● **Given records**:

******

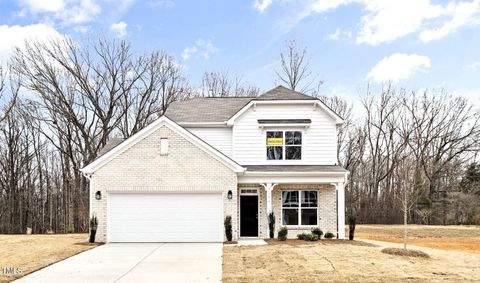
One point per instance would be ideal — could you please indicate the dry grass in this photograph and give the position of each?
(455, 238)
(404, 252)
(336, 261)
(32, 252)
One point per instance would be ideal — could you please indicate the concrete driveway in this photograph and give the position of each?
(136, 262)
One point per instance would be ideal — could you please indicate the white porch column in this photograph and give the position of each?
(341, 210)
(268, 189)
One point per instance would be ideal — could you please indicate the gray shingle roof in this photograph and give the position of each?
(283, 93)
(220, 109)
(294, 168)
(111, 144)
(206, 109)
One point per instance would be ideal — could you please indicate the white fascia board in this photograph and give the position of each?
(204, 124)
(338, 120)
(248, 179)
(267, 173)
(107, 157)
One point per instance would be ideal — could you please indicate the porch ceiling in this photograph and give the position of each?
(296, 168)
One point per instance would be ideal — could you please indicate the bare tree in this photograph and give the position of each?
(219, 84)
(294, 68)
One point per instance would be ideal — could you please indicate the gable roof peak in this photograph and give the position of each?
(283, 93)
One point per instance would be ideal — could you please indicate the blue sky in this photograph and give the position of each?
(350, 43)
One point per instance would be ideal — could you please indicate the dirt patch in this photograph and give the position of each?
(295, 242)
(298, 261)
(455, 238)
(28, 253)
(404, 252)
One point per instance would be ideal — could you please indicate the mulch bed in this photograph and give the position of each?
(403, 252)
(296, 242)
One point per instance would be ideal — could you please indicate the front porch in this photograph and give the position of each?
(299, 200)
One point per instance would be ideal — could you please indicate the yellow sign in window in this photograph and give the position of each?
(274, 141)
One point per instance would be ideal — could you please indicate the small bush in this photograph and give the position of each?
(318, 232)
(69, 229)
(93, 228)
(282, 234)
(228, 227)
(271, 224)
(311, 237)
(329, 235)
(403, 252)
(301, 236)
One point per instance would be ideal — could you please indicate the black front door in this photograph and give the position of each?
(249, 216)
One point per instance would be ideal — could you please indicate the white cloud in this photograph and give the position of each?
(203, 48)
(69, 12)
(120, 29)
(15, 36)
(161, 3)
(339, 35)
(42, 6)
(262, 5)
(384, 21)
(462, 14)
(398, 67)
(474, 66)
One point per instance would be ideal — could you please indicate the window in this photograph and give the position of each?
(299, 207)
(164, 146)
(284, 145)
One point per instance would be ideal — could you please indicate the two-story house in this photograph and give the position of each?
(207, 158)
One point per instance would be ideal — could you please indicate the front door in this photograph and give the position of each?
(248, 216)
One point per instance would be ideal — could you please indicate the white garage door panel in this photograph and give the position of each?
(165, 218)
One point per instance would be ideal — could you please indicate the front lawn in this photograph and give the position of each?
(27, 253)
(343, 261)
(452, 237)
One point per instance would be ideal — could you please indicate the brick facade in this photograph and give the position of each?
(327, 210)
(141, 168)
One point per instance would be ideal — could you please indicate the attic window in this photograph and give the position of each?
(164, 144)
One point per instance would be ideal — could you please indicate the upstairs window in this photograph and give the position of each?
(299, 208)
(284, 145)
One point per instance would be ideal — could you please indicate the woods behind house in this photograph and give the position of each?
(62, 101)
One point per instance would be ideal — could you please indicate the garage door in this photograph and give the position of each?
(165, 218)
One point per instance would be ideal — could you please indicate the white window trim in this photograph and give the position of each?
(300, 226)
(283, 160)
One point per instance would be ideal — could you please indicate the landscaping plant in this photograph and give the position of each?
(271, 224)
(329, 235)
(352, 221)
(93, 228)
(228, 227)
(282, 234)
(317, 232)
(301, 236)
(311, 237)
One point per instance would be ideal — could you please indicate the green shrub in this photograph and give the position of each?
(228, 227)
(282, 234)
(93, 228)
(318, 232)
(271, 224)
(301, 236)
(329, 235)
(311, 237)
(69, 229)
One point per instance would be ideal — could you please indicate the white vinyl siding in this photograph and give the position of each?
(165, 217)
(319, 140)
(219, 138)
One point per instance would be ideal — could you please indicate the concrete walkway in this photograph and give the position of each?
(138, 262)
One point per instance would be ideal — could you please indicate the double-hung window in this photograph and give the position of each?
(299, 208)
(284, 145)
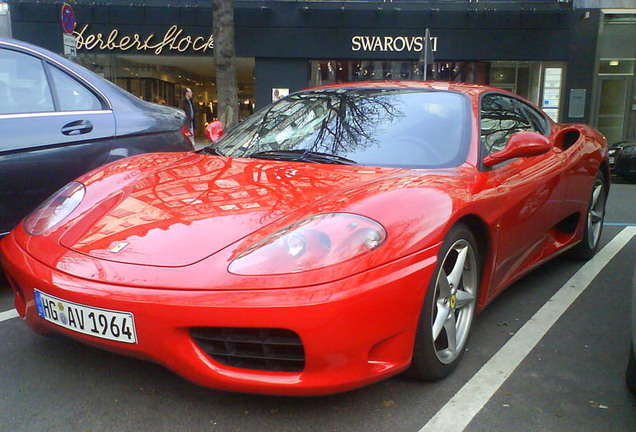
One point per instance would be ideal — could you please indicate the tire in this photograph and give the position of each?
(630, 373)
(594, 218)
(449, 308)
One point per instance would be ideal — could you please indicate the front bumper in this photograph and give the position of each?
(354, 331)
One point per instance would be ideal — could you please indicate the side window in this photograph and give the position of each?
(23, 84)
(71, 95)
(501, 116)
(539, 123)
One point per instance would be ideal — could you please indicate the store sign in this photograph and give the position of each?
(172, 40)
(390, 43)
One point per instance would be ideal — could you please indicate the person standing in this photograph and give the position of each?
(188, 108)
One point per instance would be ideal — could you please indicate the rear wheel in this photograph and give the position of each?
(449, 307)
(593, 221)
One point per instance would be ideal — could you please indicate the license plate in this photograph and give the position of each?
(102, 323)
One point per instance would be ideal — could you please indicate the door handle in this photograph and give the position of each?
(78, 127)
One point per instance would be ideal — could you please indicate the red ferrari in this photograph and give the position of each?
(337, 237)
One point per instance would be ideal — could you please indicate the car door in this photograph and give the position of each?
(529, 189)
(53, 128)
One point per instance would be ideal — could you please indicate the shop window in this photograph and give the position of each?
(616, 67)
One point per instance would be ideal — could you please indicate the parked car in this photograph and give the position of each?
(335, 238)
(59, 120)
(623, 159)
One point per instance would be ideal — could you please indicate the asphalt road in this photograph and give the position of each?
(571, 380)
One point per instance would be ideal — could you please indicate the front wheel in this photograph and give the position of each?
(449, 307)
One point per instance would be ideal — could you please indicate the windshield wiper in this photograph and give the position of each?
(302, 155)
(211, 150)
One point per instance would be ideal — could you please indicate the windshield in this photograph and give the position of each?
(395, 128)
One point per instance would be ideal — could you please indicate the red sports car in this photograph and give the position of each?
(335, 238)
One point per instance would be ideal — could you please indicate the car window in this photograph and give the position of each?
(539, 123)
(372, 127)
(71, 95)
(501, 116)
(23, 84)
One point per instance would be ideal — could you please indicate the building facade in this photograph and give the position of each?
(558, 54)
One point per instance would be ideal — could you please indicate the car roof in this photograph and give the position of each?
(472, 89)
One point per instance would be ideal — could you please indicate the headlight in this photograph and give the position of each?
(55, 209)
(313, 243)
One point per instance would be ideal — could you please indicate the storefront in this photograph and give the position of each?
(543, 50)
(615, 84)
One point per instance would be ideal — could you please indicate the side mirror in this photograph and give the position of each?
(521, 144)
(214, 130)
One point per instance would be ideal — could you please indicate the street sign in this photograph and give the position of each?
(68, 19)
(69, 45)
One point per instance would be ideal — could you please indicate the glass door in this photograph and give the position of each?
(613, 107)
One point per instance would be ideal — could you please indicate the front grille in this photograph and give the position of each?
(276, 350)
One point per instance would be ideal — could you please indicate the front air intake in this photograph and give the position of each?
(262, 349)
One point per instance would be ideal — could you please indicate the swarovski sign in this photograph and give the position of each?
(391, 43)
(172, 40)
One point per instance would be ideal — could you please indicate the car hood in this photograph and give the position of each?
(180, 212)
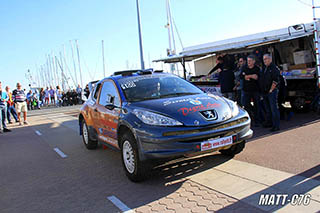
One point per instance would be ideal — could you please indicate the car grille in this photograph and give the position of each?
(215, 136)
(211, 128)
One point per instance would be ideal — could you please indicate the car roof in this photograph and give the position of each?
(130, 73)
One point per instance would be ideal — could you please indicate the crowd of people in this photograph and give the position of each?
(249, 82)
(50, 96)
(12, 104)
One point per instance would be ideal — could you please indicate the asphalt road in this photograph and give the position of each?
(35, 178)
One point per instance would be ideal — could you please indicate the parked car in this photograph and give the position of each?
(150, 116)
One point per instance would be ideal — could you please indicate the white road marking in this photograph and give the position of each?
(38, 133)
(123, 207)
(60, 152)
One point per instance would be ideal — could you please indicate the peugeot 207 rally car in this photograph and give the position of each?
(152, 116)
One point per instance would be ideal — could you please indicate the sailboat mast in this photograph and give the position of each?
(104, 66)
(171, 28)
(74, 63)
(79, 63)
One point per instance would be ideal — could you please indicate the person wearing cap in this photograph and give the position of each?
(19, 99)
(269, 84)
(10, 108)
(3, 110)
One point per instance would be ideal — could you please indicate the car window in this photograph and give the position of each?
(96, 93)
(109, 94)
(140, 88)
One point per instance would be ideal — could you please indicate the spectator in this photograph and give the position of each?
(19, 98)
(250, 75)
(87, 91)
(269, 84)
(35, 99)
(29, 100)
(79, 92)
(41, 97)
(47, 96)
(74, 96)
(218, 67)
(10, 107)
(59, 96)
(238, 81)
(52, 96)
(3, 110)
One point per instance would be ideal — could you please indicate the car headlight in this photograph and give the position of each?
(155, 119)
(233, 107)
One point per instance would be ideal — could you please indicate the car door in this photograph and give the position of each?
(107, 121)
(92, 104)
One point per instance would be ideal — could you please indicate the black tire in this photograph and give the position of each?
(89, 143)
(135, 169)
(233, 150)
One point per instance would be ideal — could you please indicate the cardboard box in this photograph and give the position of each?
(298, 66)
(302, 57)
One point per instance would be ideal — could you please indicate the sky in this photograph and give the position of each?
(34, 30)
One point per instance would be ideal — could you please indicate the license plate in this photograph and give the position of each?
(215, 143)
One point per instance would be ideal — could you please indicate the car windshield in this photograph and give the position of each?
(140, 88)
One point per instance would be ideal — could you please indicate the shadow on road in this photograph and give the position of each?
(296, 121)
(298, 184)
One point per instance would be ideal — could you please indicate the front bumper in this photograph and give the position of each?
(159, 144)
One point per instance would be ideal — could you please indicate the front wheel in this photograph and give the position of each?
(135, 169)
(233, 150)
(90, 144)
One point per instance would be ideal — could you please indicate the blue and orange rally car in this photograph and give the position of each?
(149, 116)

******

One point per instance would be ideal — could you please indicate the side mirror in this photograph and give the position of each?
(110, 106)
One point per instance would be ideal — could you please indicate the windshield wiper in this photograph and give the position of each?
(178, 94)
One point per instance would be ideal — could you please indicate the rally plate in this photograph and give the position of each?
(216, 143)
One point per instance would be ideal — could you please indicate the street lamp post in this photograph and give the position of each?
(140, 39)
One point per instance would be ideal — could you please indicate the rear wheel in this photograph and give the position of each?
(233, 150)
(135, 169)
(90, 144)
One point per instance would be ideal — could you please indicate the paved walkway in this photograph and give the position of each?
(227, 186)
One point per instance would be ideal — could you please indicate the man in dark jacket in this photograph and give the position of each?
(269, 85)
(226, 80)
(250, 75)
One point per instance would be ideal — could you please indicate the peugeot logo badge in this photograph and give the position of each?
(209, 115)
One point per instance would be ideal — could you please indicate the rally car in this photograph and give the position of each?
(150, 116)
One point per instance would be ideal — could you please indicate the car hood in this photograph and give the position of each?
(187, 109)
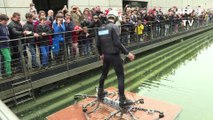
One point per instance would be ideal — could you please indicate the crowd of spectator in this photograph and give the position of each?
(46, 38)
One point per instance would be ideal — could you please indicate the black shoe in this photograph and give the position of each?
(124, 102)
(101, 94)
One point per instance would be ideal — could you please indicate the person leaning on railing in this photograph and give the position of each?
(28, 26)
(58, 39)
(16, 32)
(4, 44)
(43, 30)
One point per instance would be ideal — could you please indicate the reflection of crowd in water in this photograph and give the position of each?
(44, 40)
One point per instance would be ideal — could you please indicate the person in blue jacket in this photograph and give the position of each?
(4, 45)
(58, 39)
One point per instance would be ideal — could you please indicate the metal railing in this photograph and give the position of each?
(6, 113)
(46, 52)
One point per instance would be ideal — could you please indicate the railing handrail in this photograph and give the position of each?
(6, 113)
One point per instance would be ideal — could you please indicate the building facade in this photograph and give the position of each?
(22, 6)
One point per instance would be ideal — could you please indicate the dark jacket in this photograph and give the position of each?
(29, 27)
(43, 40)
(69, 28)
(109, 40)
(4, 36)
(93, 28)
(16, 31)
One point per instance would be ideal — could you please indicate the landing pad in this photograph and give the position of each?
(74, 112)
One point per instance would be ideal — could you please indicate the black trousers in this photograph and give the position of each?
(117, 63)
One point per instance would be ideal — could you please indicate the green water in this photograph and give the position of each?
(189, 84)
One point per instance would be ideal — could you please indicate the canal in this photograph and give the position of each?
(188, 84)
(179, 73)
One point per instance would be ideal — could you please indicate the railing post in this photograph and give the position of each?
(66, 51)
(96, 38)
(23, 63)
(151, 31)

******

● **Work to complete**: Please locate every line in the data above that contains the word "crowd", and copy each of those lines out in full.

● **Response for this exercise**:
One point per instance would be ideal — could you please indicate the crowd of people in this photograph and give the position of each?
One point per instance would be ideal — could you please indicate the crowd of spectator in this photograph and give the position of each?
One point per instance would be ideal — could you please indicate the reflection of crowd in water in this photograph and give the position of each?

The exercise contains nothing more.